**THE REQUEST**
Quote every line as given.

(Collection entries)
[Begin]

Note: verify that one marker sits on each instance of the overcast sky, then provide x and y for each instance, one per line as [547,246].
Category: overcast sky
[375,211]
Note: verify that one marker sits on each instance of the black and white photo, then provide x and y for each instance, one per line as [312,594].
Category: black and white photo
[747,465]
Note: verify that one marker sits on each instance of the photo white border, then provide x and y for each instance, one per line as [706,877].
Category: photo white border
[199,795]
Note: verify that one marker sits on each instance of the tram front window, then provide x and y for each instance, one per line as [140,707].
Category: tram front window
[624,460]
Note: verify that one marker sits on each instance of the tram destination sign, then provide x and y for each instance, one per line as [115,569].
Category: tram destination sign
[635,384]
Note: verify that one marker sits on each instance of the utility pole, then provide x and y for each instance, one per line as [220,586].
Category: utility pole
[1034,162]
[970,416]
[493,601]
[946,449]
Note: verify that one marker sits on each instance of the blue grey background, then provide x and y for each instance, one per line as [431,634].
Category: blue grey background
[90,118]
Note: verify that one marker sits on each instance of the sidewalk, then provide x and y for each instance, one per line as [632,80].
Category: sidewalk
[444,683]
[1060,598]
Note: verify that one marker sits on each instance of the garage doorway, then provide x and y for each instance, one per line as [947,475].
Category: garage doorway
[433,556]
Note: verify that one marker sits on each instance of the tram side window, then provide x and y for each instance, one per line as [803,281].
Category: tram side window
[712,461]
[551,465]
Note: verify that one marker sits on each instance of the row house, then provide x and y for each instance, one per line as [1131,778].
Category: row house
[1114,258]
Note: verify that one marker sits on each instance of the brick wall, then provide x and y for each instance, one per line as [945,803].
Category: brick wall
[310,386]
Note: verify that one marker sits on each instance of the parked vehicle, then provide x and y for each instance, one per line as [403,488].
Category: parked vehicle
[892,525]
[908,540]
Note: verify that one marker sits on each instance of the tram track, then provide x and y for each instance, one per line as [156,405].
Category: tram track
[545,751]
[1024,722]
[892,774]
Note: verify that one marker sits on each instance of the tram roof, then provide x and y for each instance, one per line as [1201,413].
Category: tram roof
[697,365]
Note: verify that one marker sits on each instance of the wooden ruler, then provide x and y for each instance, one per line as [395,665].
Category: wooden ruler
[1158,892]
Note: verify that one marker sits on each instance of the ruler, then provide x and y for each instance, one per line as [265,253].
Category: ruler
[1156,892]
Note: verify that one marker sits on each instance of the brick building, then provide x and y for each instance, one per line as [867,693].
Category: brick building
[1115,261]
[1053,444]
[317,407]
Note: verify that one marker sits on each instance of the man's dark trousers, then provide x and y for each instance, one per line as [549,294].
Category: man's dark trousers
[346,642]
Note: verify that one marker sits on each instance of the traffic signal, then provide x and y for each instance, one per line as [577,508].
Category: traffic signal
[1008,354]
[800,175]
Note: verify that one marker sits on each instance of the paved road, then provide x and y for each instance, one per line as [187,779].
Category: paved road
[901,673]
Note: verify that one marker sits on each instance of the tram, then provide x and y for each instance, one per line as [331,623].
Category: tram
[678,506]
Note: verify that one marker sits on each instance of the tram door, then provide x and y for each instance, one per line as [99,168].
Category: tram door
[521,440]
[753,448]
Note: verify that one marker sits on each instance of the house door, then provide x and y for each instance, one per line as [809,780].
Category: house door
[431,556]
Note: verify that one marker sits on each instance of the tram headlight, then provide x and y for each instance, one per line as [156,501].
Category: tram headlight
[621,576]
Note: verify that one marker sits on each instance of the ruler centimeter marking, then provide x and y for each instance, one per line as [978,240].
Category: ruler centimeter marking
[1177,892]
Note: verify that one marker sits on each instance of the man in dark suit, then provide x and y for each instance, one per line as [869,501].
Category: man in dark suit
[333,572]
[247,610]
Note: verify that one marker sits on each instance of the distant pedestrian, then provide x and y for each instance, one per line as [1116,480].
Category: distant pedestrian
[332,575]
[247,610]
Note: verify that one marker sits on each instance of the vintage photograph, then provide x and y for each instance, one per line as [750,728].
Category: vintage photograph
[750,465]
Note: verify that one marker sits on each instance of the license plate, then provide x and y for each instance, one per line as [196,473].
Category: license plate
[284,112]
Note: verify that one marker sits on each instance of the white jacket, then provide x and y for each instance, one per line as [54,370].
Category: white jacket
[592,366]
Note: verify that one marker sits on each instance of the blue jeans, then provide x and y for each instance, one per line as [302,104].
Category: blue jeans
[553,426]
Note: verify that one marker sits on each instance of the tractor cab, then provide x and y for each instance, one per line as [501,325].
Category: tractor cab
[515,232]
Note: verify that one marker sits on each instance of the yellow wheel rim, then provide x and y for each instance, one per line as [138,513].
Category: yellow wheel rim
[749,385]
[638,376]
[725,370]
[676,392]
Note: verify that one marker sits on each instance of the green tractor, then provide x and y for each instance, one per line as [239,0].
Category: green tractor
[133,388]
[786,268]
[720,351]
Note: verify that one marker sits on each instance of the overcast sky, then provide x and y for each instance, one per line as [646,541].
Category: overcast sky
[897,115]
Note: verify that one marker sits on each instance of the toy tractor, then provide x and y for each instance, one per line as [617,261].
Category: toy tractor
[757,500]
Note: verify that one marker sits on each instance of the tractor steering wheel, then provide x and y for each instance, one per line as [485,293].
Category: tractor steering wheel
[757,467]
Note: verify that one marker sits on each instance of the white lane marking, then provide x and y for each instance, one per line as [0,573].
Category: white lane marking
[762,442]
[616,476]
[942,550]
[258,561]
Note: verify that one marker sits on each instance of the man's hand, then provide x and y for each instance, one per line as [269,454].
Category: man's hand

[End]

**SOLUTION**
Note: verify that one marker sits on each instance of the overcast sky, then provide x and y for each instance, one per line as [547,246].
Category: overcast sky
[375,211]
Note: verify that one marker sits on each instance of the black and white photo, then provide x and y for each instance, one per line as [312,594].
Category: black and white photo
[747,465]
Note: verify that one marker sits on each instance of the photo white border, then provide x and y for each instance, one per line as [706,877].
Category: photo white border
[199,795]
Note: verify that one marker sits on each instance of the tram front window, then provide x and y for each instance, one per line as [140,707].
Category: tram front window
[624,460]
Note: verify that one marker sits on each instance of the tram destination sign, then provide x and y for each instance, one per line as [115,569].
Category: tram destination sign
[635,384]
Note: verify that one marker sits on each instance of the utility pole, then provide x and y for each instance, one per line as [220,586].
Category: utility pole
[1034,162]
[970,416]
[493,601]
[946,449]
Note: verify that one marker sits on each instance of the blue grey background, then provide x and y for each instance, one per line as [431,634].
Category: blue grey background
[90,118]
Note: verify that one marker sits on each instance of the sidewalk, then provide x and y for each instance, one per line as [632,80].
Category: sidewalk
[444,683]
[1060,598]
Note: verify that one marker sits on each instance of the garage doorway, then provide x and y for each instance, one per line as [947,475].
Category: garage doorway
[433,556]
Note: verify that one marker sits on each instance of the tram side window, then provide x and y for each instance, one per line as [803,281].
Category: tram side window
[712,461]
[551,465]
Note: verify that one marker sits on each instance of the row house, then provide x and y for each instance, one per line as [1131,778].
Category: row house
[1114,258]
Note: verify that one marker sits on each instance of the brick wall, then provide x and y for each instance, one per line as [945,803].
Category: brick wall
[310,386]
Note: verify that one marker sits on each instance of the parked vehicle, then provide x and y for each instance, one per line as [403,488].
Category: parked vehicle
[892,525]
[908,540]
Note: verify that one marker sits on each instance of the tram track, then provide x and y for each instance, one per line as [156,405].
Category: tram track
[545,751]
[1024,722]
[892,774]
Note: verify that one marker sits on each instance of the tram roof, then provide x and y for each instance, one per line as [1201,413].
Category: tram roof
[697,365]
Note: verify that one marker sits on each instance of the wooden ruler, then provide x and y for each instance, one per line as [395,665].
Category: wooden ruler
[1158,892]
Note: verify that one marker sits on each instance of the ruler, then provide x and y for each instance, one per line as [265,253].
Category: ruler
[1156,892]
Note: verify that one marker sits on each instance of the brick building, then provide x and y for each instance, one per line as [867,693].
Category: brick building
[1115,261]
[1053,444]
[317,407]
Note: verify that one marker sits on each instance of the man's dark trousers, then provide x and y for each instance, one per line as [549,294].
Category: man's dark trousers
[346,642]
Note: verify that one marker sits on each instance of the traffic signal, then provide x and y for each instance, one per line as [577,508].
Category: traffic signal
[1008,354]
[800,175]
Note: verify that one marker sits on each instance of the paved road, then provide x and y for each instance, one per line as [187,779].
Category: paved road
[901,673]
Note: verify that one marker sits on each instance of the tram, then provide x and y for each instance, one per line as [331,623].
Category: tram
[678,506]
Note: verify that one marker sits on each instance of the tram door, then provide x and y for each instance, one per line as [99,168].
Category: tram door
[521,440]
[753,448]
Note: verify that one marker sits on each instance of the house door, then provide x and y for each instance, one per line as [809,780].
Category: house door
[431,556]
Note: verify that one marker sits on each instance of the tram headlight, then provide x and y for each instance, one per line as [156,501].
Category: tram headlight
[621,576]
Note: verify that one marker sits on each instance of the ruler centimeter marking, then provide x and y for each instance, one per line as [978,240].
Category: ruler centimeter marking
[1177,892]
Note: verify that one marker sits on each instance of the man in dark suit, then provide x and y for each instance, one per line as [869,501].
Category: man in dark suit
[333,572]
[247,610]
Note: verify that one marker sits on each instance of the distant pedestrian, then provide x and y for each instance, one per line as [1116,480].
Category: distant pedestrian
[332,575]
[247,610]
Note: verify that one marker sits on each instance of the vintage photograph, then provide x and y for each instance, one per line as [750,728].
Category: vintage photograph
[750,465]
Note: verify that one marker sits on each instance of the license plate, then provide x and y for each instance, one per line as [196,473].
Category: license plate
[284,112]
Note: verify that one marker sits on each instance of the white jacket, then provide x and y for each instance, one per line as [54,370].
Category: white jacket
[592,366]
Note: verify that one marker sits on each instance of the blue jeans, then provide x and y for each instance, one per line as [302,104].
Category: blue jeans
[553,426]
Note: verify that one marker sits on each instance of the tractor cab, then provide x and y for each instance, one per line as [501,325].
Category: tractor cab
[515,232]
Note: verify that one marker sits on each instance of the yellow wheel rim, then provide x and y for each instance, one per line as [138,513].
Category: yellow wheel rim
[749,385]
[638,376]
[725,370]
[676,392]
Note: verify that one marker sits on each instance of the green tractor, then provide x and y for each instance, one per line as [239,0].
Category: green tractor
[133,388]
[786,268]
[720,351]
Note: verify that one marker sits on each instance of the overcast sky, then provide x and y for each instance, one per line as [646,541].
Category: overcast sky
[897,115]
Note: verify that one marker sits on each instance of the toy tractor, then provide x and y for each instance, one per line as [617,261].
Category: toy tractor
[757,500]
Note: verify that one marker sits on each instance of the tractor steering wheel, then provide x and y for each instance, one per line as [485,293].
Category: tractor steering wheel
[757,467]
Note: verify that one marker sits on each instance of the white lane marking, then provide x and y for each instance, one per line as [0,573].
Category: white lane marking
[762,442]
[616,476]
[942,550]
[258,561]
Note: verify that one marker sits on each instance of the man's hand, then provide x and y for each instance, one per line as [269,454].
Category: man's hand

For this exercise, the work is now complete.